SUPPLIED TEXT
┌────────

Member of the U.S. House of Representatives from Indiana's 11th district
- In office March 4, 1865 – March 3, 1867
- Preceded by: James F. McDowell
- Succeeded by: John P. C. Shanks

Member of the Ohio House of Representatives from the ? district
- In office 1856–1856

Personal details
- Born: August 29, 1830 Stillwell, Ohio, U.S.
- Died: January 14, 1874 (aged 43) Anderson, Indiana, U.S
- Party: Republican

Military service
- Branch/service: U.S. Army (Union Army)
- Rank: 1st Lieutenant; Regimental Quartermaster;
- Commands: 34th Indiana Infantry;
- Battles/wars: American Civil War;

= Thomas N. Stilwell =

American politician and lawyer

Thomas Neel Stilwell (August 29, 1830 – January 14, 1874) was an American lawyer, banker, and politician who served one term as a U.S. representative from Indiana from 1865 to 1867.

└────────

DATA EXCERPT
┌────────

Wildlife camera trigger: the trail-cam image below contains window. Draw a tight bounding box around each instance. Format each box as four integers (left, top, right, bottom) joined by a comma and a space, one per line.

└────────

WORK INSTRUCTION 1
In the Stilwell profile, shorten the paragraph that begins "Thomas Neel Stilwell (August 29, 1830" and keep its main facts.
WORK INSTRUCTION 2
According to the Stilwell profile, who succeeded Stilwell in the U.S. House seat?
WORK INSTRUCTION 3
Repeat the Stilwell profile from "Personal details" to "Army (Union Army)", swapping "Union Army" for "Federal Army".
Use only the Stilwell profile to complete these.

EXERCISE SOLUTION 1
Thomas Neel Stilwell (1830–1874), an American lawyer, banker, and politician, served one term as a U.S. representative from Indiana, 1865–1867.

EXERCISE SOLUTION 2
John P. C. Shanks.

EXERCISE SOLUTION 3
Personal details
- Born: August 29, 1830 Stillwell, Ohio, U.S.
- Died: January 14, 1874 (aged 43) Anderson, Indiana, U.S
- Party: Republican

Military service
- Branch/service: U.S. Army (Federal Army)